┌─ AVAILABLE DATA
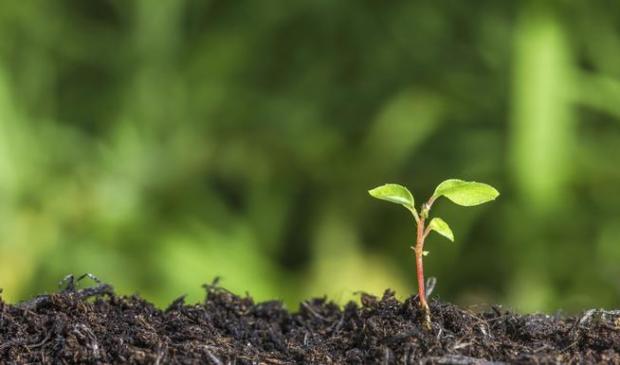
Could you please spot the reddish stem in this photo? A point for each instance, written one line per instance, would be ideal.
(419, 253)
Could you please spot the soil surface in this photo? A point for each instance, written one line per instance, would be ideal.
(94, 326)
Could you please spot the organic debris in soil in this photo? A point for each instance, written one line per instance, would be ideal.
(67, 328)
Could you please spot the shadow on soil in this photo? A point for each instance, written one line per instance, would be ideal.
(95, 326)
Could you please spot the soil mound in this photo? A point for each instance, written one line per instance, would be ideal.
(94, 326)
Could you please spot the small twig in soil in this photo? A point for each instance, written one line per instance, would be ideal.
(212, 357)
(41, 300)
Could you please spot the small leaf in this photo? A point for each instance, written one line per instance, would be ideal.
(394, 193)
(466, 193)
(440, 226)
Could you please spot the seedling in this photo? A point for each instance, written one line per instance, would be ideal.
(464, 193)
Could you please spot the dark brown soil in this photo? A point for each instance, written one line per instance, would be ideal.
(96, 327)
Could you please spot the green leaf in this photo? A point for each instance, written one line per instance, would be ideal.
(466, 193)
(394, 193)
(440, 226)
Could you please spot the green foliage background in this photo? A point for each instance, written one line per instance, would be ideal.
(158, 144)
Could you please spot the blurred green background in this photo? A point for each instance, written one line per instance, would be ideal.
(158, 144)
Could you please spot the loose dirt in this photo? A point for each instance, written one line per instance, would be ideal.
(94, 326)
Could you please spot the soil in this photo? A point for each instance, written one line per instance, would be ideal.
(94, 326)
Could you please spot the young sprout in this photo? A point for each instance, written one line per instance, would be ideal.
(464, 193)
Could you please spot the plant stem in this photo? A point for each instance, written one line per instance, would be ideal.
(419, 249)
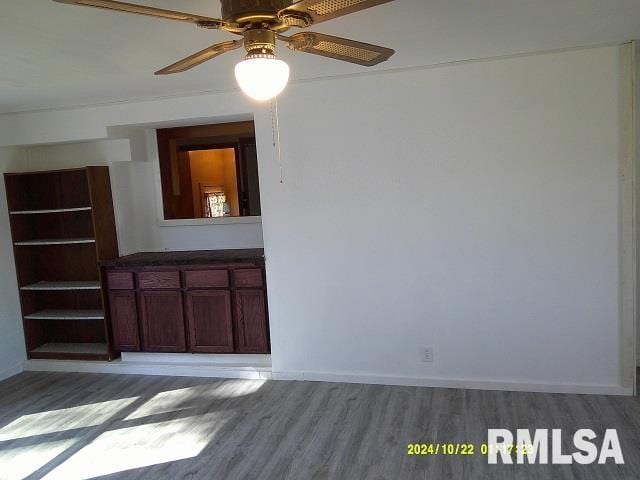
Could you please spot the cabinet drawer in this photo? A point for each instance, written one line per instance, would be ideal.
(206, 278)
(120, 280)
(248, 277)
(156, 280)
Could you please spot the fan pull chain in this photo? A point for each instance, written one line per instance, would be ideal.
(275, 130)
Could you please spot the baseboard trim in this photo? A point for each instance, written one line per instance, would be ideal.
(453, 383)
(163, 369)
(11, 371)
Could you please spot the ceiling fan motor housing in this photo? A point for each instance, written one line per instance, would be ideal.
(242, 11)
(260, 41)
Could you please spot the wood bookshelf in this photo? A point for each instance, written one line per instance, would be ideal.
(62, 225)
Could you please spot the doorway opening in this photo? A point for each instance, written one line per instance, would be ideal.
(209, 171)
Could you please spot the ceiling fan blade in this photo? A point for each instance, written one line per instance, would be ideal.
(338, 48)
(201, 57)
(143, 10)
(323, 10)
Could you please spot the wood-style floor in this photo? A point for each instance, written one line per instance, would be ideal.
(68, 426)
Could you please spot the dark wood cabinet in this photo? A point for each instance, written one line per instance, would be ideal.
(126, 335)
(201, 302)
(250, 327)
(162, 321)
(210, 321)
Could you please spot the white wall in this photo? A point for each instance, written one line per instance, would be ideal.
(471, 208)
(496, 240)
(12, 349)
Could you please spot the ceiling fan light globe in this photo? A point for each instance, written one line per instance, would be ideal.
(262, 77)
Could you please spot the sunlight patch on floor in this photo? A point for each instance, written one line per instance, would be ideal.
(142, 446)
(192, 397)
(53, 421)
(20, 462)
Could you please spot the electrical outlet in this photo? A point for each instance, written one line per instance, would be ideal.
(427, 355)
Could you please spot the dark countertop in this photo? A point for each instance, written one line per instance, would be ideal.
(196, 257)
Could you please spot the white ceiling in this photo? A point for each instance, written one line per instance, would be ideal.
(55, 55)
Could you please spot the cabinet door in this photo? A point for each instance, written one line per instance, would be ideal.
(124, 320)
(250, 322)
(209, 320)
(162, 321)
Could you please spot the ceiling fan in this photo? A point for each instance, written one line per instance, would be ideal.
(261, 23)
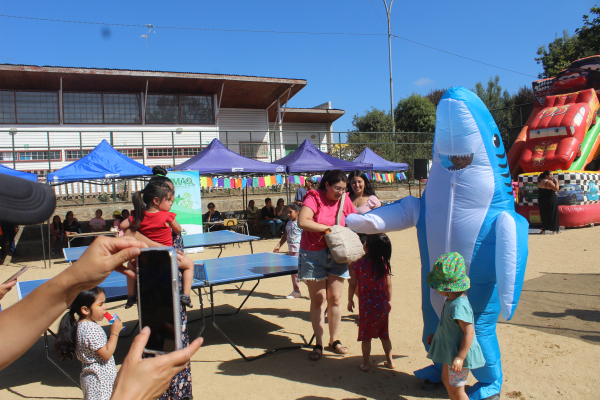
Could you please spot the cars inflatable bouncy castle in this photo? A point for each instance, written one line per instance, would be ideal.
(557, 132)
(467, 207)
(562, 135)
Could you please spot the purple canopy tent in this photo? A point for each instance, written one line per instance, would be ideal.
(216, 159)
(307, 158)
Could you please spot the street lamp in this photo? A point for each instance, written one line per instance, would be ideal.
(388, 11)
└─
(WHAT NEEDS TO BE DONE)
Copy out only the lines beginning at the line with "Could you please spot the cabinet door" and ending at the last line of the entries. Keep them exact; drop pictures.

(TASK RESULT)
Could you please spot the cabinet door in this photo? A point for each instance, written one line per instance, would be ideal.
(124, 320)
(250, 322)
(209, 320)
(162, 321)
Could you please spot the ceiling fan in this photo? A point for each instance, written one line per instance, would be ideal.
(261, 23)
Could you please spot the cars inflatable bouncy castle in this photo? A point for each instance, written one line per instance, would be ideal.
(557, 132)
(467, 207)
(562, 135)
Could you please spot the purple canopy tent in this photo? A point for each instance, written one line per instance, would be ideal.
(216, 159)
(307, 158)
Could you please spot the street lamp in this photo? A point for each instance, written one line per instance, would be ideal.
(388, 11)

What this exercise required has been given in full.